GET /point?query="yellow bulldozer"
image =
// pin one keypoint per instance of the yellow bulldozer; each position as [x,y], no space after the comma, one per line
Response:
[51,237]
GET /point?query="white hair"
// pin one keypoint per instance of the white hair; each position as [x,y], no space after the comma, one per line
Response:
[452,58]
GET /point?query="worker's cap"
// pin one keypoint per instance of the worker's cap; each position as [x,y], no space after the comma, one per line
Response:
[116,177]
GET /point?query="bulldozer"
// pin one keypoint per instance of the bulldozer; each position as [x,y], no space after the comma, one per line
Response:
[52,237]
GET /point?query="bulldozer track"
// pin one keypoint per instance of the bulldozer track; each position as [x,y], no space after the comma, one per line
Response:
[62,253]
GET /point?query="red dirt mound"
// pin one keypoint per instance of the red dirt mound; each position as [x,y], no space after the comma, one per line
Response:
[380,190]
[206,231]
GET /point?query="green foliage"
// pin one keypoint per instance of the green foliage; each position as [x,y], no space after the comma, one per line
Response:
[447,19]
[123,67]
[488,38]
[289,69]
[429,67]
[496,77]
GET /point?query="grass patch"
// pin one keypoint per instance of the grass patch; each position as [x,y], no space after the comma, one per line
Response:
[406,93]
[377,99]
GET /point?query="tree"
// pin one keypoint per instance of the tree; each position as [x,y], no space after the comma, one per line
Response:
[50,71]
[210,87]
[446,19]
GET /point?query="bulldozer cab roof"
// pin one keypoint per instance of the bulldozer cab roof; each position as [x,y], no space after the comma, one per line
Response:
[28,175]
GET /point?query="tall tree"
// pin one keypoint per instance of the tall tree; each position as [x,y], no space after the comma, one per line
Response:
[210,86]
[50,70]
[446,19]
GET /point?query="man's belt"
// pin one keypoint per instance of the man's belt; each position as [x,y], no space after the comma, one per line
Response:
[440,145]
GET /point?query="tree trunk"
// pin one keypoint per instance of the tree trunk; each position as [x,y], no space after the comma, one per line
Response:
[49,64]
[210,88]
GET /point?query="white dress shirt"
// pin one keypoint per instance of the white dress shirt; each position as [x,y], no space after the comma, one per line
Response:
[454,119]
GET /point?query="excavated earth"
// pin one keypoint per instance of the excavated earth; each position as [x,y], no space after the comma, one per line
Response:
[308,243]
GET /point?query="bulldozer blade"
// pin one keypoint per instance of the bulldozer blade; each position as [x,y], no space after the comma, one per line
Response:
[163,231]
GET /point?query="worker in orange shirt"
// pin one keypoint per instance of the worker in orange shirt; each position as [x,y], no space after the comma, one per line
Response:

*What you will do:* In full and without error, transcribe each of the entries.

*Result below:*
GET /point?query="yellow bulldozer"
image =
// pin one keypoint per instance of the yellow bulldozer; each position as [x,y], no space after the comma, one per line
Response:
[51,237]
GET /point?query="white hair"
// pin one keypoint per instance of the white hair; each position as [x,y], no space after the comma, one per line
Response:
[452,58]
GET /point?query="worker's cap"
// pin one keypoint per instance of the worker's cap; each position as [x,y], no space after the comma, one per line
Response:
[116,177]
GET /point?query="bulldozer"
// pin one keypoint per instance of the bulldozer; each position as [x,y], no space after the comma, one per line
Response:
[52,237]
GET /point?query="bulldozer track"
// pin one keypoint per instance of the bulldozer track; each position as [x,y], no space after the comma, one per line
Response:
[62,253]
GET /point?query="red dirt mound"
// pin one keypoint per instance of the red dirt mound; each position as [x,y], no space after the comma, one per line
Response:
[380,190]
[206,231]
GET /point?query="green foliage"
// pin one keypoint per instance of the green foliage; each position as [x,y], no space after the comma, one per line
Response:
[447,19]
[123,67]
[488,38]
[289,69]
[429,67]
[496,77]
GET /point?query="grass patch"
// pin one keypoint per instance of the grass patch; each position as [x,y], no space after the comma, one per line
Response:
[406,93]
[377,99]
GET /point?query="tree"
// pin one keypoint per instance of the tree; each position as [x,y], no space after the comma, one per line
Response:
[50,71]
[210,87]
[446,19]
GET /point?query="bulldozer cab roof"
// pin one keypoint per instance of the bulldozer cab roof; each position as [x,y], no space after the comma, one per line
Response:
[28,175]
GET /point?query="tall tree"
// pin one keypoint per instance of the tall tree; each position as [x,y], no space after the comma, one per line
Response:
[210,86]
[50,70]
[446,19]
GET /point?query="man's belt"
// pin one keypoint per instance of the man's belt; each position as [x,y], no space after the comma, one per line
Response:
[440,145]
GET /point?query="tree trunk"
// pin one keypoint per instance of the tree trunk; each position as [x,y], no space after the comma, one per line
Response:
[49,64]
[210,88]
GET /point?query="white dress shirt"
// pin one keypoint per instance of the white dress shirt; each position as [x,y], no space after the comma, one per line
Response:
[454,119]
GET /point?query="excavated earth"
// pin one keypoint per instance of the excavated earth; each position as [x,y], no space after the comma, one per line
Response:
[308,243]
GET /point?query="bulldozer blade"
// pin one keypoint per instance of the bulldozer blade; each position as [x,y], no space after the comma, one per line
Response:
[163,231]
GET /point?query="worker in orange shirt"
// pin one keypoint per instance of the worker in orange shirt; each position as [x,y], no space after the comma, one per line
Response:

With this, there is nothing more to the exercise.